EXERCISE INSTRUCTIONS:
- A) Set down, word for word, the passage of the wealth and God's blessing article that begins at the words "The one thing" and stops after "only from God.".
- B) What comes next in the article on wealth and God's blessing? Supply the part that follows its last sentence.

READING TEXT:
begin
Wealth… and the Blessing of God

Hugh Hefner is 90 years old. His Playboy Empire was, at one time, valued at more than 400 million dollars. He has enjoyed a great measure of fitness, fame, fortune, and, in the minds of a very specific subset of our society, favor. Yet no believer would ever, under any circumstances, contend that Hefner’s prosperity was the result of God’s blessing. Indeed, Hefner’s empire was built on a foundation of evil that is a disgraceful insult to the character of a holy God. How does Hefner’s lifestyle and success fit with God’s sense of justice?

I recently heard a Christian financial counselor invoke the name of Steve Jobs – qualifying his assertion by acknowledging that Jobs was not a believer – as a positive representative of wisdom from a financial business viewpoint. He was commending Jobs for using his wealth as a resource to improve society and help individuals with his ideas and innovations, suggesting that believers should do the same. While it is certain that his efforts changed the world in many positive ways, does it make sense from a biblical perspective to encourage believers to follow his example? Did God bless Jobs because of his noble desire to improve the human experience?

David, the unheralded shepherd boy, was God’s choice to replace Saul as King of Israel. God called him “a man after his own heart” (I Samuel 13:14). We all understand that David fell far short of a “perfect heart” on many occasions; his impulsive ordeal with Bathsheba being the most obvious. Nevertheless David had great wealth. Was David’s wealth the result of God’s blessing? Most would assert that it was, insisting that God, according to His grace, chose to bless him in spite of his sin. Yet God had specifically addressed the matter of royal wealth and multiple wives in Deuteronomy 17:17 when He said: “Neither shall he multiply wives to himself, that his heart turn not away: neither shall he greatly multiply to himself silver and gold.” Was God blessing David’s disobedience?

Here are three men. One was, by biblical standards, a wicked man who cared only to satisfy his lust and poison society without concern for the millions of victims whose lives would be destroyed. The second, though an unbeliever, was, by society’s standards, a good man whose primary desire was to provide positive benefit for the world in which he lived.  The third was a consecrated believer, commended by God for his character of heart, yet relentlessly dogged by the enemy known as his flesh.

The one thing they have in common is their wealth. How did they get it, did they deserve it, and most importantly, what part did God’s blessing play in their prosperity?

The Goodness of God and the Wickedness of Man

God is good! That truth comes as a surprise to no one. It is characteristic of God’s nature that He is the author of all that is good. “Every good gift and every perfect gift is from above, and cometh down from the Father of lights, with whom is no variableness, neither shadow of turning” (James 1:17). That verse carries with it the added weight of exclusivity; if it is good – it comes only from God.

Not only is God good in the sense that He provides good gifts to those He has created, He is good in that He is righteous. The cornerstone of His character is holiness; love and justice rest on either side. Consequently, God cannot ignore sin. His holiness demands that it be punished. Yet He takes no pleasure in punishing sin because of his love for the offender. By far, the greatest gift that He has ever offered man is the gift of His son. Forgiveness of sin and everlasting life are the results for those who choose to accept it.
end
RECORD EXCERPTS:
begin
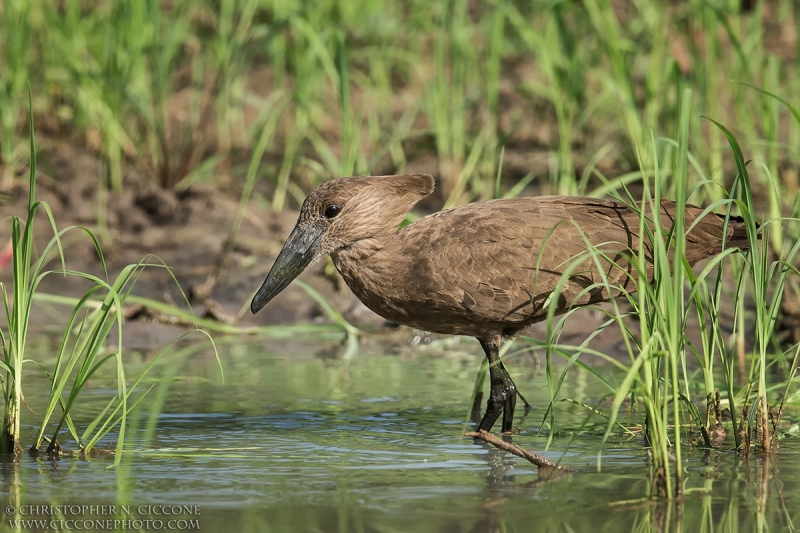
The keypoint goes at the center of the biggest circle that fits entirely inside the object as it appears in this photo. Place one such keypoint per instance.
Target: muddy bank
(187, 230)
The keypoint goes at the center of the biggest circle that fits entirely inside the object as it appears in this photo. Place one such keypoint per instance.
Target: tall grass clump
(657, 382)
(82, 351)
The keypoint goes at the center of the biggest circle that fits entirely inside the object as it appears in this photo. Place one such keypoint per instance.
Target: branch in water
(534, 458)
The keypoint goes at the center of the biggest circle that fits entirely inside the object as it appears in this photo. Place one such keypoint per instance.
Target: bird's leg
(503, 392)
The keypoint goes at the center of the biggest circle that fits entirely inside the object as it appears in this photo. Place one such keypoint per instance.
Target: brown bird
(487, 269)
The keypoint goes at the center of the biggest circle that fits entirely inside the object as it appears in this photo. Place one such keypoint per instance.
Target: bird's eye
(331, 211)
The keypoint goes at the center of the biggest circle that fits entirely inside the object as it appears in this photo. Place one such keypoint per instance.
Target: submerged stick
(534, 458)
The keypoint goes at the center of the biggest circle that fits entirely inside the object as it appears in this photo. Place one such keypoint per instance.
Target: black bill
(300, 249)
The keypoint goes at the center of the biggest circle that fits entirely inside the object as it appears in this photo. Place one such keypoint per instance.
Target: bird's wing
(502, 260)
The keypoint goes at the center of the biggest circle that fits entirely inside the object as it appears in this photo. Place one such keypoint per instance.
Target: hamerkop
(487, 269)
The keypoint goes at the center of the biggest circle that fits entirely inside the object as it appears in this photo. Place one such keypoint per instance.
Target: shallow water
(294, 440)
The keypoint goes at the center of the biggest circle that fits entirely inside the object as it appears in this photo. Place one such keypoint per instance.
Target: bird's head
(337, 214)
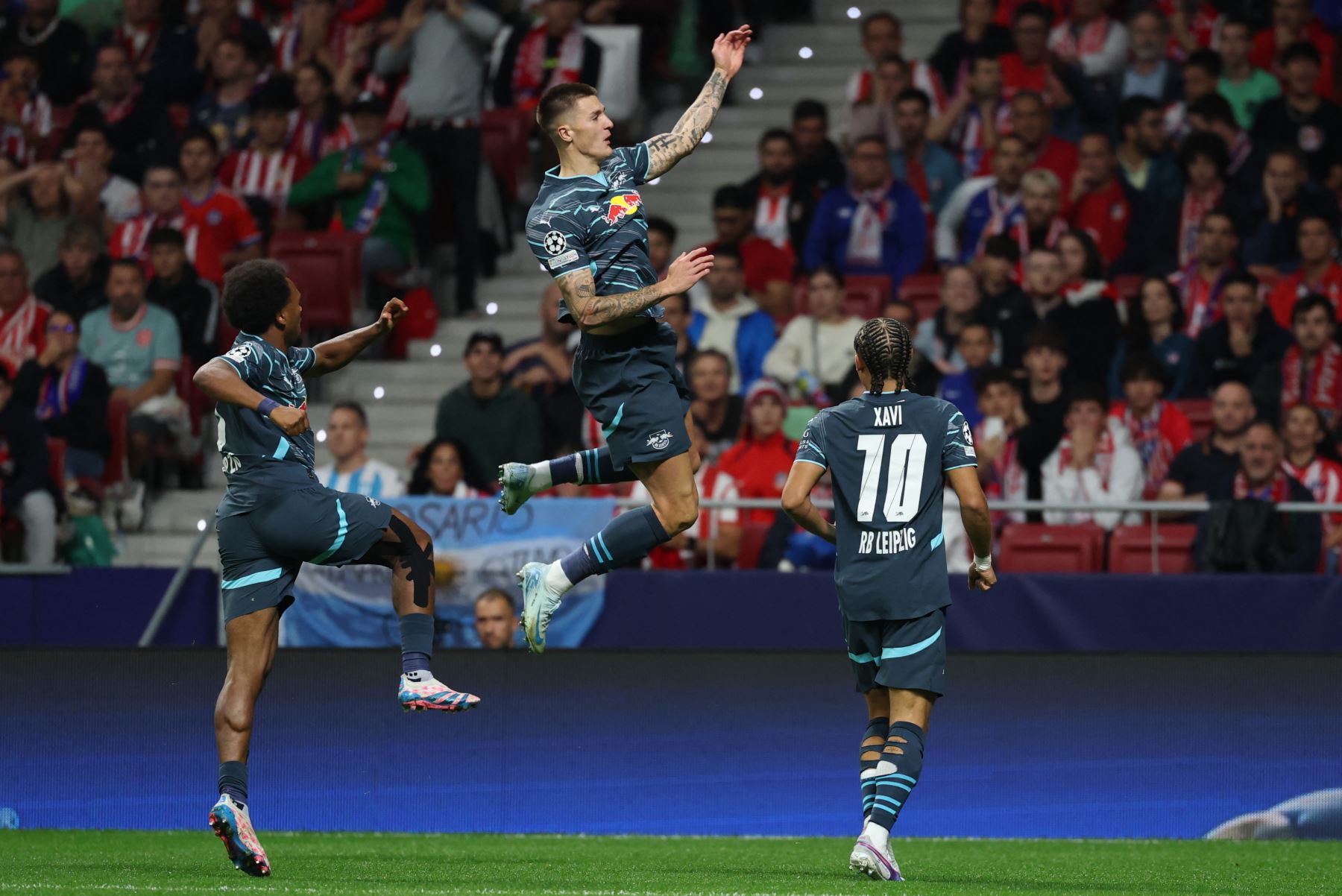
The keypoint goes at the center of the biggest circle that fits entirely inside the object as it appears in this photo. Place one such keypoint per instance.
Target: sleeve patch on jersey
(560, 260)
(555, 243)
end
RESULTS OF THE EXERCISE:
- A)
The one thing they have in common is their wealth. How did they get it, did they deserve it, and most importantly, what part did God’s blessing play in their prosperity?

The Goodness of God and the Wickedness of Man

God is good! That truth comes as a surprise to no one. It is characteristic of God’s nature that He is the author of all that is good. “Every good gift and every perfect gift is from above, and cometh down from the Father of lights, with whom is no variableness, neither shadow of turning” (James 1:17). That verse carries with it the added weight of exclusivity; if it is good – it comes only from God.

- B)
Just as we are certain that goodness comes from God, we are likewise consistently reminded that evil comes from man, though it did not begin that way. The author of evil is the fallen angel Lucifer, who determined that he would exalt himself above God (Isaiah 14:12-14). Man became involved when he yielded to Lucifer’s temptation in the garden, and the human race acquired a sinful nature. Since that time man has walked a road of selfish indulgence, presuming upon the abundant goodness provided freely by the grace of his Creator. That God chooses to be good to such a race is a testament to His unconditional love for man. It is this “grace” that is at the core of anything good that we receive from our creator.

The Truth about Wealth

It’s often said that Jesus talked more about money than any other subject. Yet whenever Jesus gave instructions concerning values He referred to those material things that people loved as their “treasure.” Most of His instruction addressed the origin, focus and placement of our “treasure.”  Money was never the primary focus. So what is the distinction, if any, between “money” and “treasure”? In every case where one of the five words translated “money” in the Gospels is used, Jesus is speaking exclusively of “legal tender.” He never used any term translated “money” to teach specific lessons concerning our “treasure.”

The Value of Money

Money has no value of its own. Money, by itself, can do nothing for you. You can’t eat it. It won’t keep the rain off your head or keep you warm when it’s cold. You can’t wear it or drive it or hammer a nail with it. It you lived in the frozen tundra of the Antarctica or the barren isolation of the Sahara desert money would provide no assistance. In those environments gold and silver, even precious gems would lose their value.

The benefit of money is that it functions as “currency.” With it you can purchase the things that provide the comforts you desire… when they are available. When you are in a country where the economy is strong, money has value because those things that people want are readily available. When those desired things become less available money loses its value. Besides that, you cannot take money, or the things it will provide, with you when life is over. That’s why Jesus called the rich man in Luke 12 a fool. He was under the false impression that temporal things had enduring value.

The Truth about God’s Blessing

Because of the value structure embraced by humanity in general it is hard for us to fully appreciate the character of God’s grace. We practice a system of rewards based on merit. Those who work the hardest and live honest, clean lives merit the greatest benefit. Slackers deserve nothing. In our thinking it is unjust to reward them, especially when there are so many worthy individuals that seem to be shortchanged. God, however, is not obligated to abide by our standards. Matthew 5:45 states: “for he maketh his sun to rise on the evil and on the good, and sendeth rain on the just and on the unjust.” In other words, God’s good gifts, all of them, are exclusively the results of His grace.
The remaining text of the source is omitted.